§ Task instructions
Could you put the records below, from the line containing "metal roof and return its bounding box." up to and including their last line, into a JSON list of strings, one string per line, with blank lines left out?

§ Input records

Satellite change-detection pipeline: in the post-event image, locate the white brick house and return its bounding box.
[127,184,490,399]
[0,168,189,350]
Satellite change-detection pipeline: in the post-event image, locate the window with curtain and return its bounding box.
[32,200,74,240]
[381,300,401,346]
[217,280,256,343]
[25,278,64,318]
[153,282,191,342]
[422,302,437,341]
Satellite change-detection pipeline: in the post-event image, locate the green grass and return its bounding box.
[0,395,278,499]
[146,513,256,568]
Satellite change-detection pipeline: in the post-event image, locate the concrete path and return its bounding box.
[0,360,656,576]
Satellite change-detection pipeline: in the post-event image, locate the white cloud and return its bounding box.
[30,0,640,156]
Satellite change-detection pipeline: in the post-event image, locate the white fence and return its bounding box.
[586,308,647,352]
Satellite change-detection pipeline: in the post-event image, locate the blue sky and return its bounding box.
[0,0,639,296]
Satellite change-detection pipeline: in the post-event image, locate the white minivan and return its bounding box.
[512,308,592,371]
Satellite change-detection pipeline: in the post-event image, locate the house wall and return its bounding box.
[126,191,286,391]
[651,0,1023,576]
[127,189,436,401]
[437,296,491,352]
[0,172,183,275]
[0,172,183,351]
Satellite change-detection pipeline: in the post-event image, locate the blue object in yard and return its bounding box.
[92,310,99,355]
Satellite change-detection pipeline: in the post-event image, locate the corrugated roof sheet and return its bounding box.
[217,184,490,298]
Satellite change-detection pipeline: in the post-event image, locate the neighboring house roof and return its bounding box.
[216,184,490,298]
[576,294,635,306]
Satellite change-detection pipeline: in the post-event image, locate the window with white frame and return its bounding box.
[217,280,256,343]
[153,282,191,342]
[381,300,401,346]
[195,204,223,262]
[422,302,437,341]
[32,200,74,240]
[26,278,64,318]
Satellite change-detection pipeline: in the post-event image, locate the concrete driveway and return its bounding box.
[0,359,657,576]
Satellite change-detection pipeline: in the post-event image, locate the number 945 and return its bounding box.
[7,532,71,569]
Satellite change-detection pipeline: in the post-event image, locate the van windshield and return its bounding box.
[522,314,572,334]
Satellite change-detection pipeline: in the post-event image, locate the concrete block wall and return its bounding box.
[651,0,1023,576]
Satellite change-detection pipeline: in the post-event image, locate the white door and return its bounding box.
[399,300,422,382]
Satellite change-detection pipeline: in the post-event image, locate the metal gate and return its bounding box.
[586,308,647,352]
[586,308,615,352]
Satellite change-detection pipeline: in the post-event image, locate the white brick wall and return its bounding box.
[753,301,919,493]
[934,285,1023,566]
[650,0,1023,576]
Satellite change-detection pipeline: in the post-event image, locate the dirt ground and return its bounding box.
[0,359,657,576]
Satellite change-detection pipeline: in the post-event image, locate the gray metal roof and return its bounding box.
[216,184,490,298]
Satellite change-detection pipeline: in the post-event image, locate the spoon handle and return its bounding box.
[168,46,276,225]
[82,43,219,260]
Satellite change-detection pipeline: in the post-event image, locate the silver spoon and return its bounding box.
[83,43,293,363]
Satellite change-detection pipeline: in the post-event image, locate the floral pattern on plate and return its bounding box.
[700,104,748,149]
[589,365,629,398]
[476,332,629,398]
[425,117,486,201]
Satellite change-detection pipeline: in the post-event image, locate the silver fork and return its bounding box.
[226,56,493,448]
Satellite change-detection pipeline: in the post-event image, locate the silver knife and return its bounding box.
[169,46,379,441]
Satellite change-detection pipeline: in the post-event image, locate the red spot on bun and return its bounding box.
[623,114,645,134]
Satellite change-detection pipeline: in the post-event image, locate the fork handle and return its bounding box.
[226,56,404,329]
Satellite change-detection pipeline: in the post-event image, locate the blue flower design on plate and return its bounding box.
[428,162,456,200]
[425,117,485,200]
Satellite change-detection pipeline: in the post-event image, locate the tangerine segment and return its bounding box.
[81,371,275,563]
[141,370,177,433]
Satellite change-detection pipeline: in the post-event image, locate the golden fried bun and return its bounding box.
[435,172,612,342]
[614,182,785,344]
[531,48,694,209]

§ Worked answer
[
  "Satellite change-detection pipeline: in the post-event image, locate the gray metal roof and return its bounding box.",
  "[216,184,490,298]",
  "Satellite change-detection pipeline: in the post-event image, locate the spoon handle and return its bounding box.",
  "[168,46,276,225]",
  "[82,43,219,260]",
  "Satellite change-detection pipeline: in the post-event image, locate the silver spoon and return its bounding box.",
  "[83,43,293,363]",
  "Satellite change-detection pipeline: in the post-event image, locate the floral pattern on plate and return its bounding box.",
  "[700,104,748,149]",
  "[589,365,629,398]",
  "[476,332,629,398]",
  "[425,117,486,201]",
  "Satellite change-detection pipeline: in the post-event image, locate the silver fork and return its bounding box.",
  "[226,56,493,448]",
  "Satellite change-detection pipeline: in the post-event image, locate the silver knife and return its bounding box.",
  "[169,46,379,441]",
  "Satellite change-detection pipeline: in the post-event image, locate the red spot on bun and return its bounding box.",
  "[623,114,645,134]",
  "Satellite change-detection pipeline: in the post-event image, locate the fork handle and return its bounding box.",
  "[226,56,404,329]",
  "Satellite change-detection pipeline: in the post-event image, locate the blue flower design on plate and return its bounding box.",
  "[428,162,456,200]",
  "[425,117,485,200]",
  "Satellite change-detection pipeline: in the post-event image, locate the tangerine segment and return its bounding box.",
  "[81,371,275,563]",
  "[141,370,177,433]",
  "Satellite change-detection pipeline: in the post-event image, locate the golden fried bun and return its bounding box.",
  "[435,172,612,342]",
  "[614,182,785,344]",
  "[531,48,694,209]"
]